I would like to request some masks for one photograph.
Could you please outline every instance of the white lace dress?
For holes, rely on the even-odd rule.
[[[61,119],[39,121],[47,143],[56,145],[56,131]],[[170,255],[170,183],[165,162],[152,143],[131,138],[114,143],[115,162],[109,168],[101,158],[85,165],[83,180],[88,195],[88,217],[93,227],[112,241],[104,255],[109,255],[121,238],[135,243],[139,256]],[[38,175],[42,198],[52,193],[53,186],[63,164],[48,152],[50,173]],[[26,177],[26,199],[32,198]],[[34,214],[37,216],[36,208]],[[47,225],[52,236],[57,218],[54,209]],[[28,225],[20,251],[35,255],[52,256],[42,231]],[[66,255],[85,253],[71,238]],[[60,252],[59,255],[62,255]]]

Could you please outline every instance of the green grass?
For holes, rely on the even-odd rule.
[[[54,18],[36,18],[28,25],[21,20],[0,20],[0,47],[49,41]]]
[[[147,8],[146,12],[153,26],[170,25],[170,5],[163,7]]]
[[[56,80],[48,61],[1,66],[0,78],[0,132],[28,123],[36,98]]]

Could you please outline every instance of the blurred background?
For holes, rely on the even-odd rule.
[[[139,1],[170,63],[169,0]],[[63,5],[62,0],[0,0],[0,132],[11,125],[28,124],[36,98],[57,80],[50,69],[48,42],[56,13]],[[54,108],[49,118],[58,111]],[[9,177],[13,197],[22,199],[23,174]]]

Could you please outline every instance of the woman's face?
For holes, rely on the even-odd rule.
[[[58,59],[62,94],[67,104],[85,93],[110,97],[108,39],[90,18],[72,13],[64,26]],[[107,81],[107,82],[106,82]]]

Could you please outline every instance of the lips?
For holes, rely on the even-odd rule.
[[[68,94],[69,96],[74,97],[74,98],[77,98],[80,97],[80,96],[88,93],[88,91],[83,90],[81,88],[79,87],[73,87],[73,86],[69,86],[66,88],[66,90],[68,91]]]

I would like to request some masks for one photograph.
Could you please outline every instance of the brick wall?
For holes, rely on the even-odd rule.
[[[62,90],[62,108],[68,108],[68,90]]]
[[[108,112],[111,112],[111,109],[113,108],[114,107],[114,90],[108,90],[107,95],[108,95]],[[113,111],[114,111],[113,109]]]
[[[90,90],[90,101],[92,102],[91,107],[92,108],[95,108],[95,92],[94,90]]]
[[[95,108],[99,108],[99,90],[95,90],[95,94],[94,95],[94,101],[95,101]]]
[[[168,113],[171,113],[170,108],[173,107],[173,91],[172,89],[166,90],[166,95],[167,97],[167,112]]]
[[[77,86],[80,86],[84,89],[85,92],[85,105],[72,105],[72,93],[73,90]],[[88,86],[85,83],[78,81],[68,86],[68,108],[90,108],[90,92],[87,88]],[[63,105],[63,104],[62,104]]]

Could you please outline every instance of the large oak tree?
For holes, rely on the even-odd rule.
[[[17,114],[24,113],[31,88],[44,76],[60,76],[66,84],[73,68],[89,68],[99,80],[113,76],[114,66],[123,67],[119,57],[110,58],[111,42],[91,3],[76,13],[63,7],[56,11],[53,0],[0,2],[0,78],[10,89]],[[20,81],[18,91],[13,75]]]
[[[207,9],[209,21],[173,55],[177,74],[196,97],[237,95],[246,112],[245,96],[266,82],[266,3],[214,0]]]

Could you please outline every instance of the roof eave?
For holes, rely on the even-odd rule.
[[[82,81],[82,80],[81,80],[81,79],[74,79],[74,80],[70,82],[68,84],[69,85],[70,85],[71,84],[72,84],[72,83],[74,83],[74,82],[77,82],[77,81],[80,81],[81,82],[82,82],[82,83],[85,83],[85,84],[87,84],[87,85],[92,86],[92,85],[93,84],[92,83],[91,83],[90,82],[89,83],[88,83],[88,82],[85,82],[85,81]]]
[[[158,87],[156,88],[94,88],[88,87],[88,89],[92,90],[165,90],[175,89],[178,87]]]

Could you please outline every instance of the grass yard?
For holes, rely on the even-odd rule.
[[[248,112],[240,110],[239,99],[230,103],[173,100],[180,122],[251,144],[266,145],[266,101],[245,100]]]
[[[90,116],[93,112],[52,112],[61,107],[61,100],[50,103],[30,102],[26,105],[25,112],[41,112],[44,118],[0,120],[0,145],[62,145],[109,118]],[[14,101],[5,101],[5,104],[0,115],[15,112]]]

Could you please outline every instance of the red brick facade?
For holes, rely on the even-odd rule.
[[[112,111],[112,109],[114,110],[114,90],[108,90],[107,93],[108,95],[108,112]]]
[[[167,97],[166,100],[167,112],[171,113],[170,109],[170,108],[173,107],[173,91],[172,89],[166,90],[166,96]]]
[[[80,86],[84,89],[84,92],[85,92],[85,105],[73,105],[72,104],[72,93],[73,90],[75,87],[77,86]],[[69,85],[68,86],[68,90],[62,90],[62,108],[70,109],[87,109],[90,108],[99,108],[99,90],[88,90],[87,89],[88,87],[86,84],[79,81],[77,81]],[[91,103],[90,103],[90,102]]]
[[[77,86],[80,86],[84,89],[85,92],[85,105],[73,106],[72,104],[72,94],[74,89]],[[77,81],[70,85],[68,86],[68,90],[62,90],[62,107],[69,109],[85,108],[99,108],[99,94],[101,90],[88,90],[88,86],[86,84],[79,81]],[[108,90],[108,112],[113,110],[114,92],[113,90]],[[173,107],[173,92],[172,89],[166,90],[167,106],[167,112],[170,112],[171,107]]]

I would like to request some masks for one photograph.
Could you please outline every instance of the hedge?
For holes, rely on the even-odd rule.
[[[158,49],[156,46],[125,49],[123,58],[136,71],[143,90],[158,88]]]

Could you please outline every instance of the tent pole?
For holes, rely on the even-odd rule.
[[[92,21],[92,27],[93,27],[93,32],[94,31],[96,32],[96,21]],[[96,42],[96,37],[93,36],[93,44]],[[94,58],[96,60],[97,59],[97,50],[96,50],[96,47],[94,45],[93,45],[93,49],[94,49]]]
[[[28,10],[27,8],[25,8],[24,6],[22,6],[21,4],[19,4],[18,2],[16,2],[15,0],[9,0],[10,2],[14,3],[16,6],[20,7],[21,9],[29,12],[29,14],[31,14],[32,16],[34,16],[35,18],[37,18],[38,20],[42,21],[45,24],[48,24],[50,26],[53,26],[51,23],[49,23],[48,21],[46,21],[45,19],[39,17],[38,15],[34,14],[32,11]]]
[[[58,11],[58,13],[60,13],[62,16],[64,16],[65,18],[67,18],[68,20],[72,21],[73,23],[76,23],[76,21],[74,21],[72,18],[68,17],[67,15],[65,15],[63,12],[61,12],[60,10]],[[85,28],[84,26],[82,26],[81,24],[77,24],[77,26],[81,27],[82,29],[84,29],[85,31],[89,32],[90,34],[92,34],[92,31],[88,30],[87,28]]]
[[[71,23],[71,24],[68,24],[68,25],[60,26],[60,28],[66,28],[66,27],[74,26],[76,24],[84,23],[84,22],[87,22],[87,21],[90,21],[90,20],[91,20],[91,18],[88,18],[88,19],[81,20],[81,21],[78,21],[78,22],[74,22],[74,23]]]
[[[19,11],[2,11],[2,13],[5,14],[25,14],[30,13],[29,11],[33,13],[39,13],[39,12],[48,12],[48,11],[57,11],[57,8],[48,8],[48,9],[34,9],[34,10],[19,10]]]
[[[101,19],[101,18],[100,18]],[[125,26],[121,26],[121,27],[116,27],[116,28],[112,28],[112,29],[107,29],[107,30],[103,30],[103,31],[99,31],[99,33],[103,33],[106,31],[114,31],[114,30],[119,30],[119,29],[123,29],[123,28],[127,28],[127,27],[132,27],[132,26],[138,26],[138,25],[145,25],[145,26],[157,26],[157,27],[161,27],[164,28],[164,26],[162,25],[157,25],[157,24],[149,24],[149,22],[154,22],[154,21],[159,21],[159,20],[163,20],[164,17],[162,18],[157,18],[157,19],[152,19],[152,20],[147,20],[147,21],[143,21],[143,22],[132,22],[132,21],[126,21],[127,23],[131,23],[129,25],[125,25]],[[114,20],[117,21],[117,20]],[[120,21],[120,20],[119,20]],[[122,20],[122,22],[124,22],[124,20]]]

━━━━━━━━━━

EXERCISE TASK>
List every line of the data above that contains the word "grass", copying each line in full.

ANSWER TO THIS EXERCISE>
Could you please outline every instance of the green grass?
Could you please outline every instance of the grass yard?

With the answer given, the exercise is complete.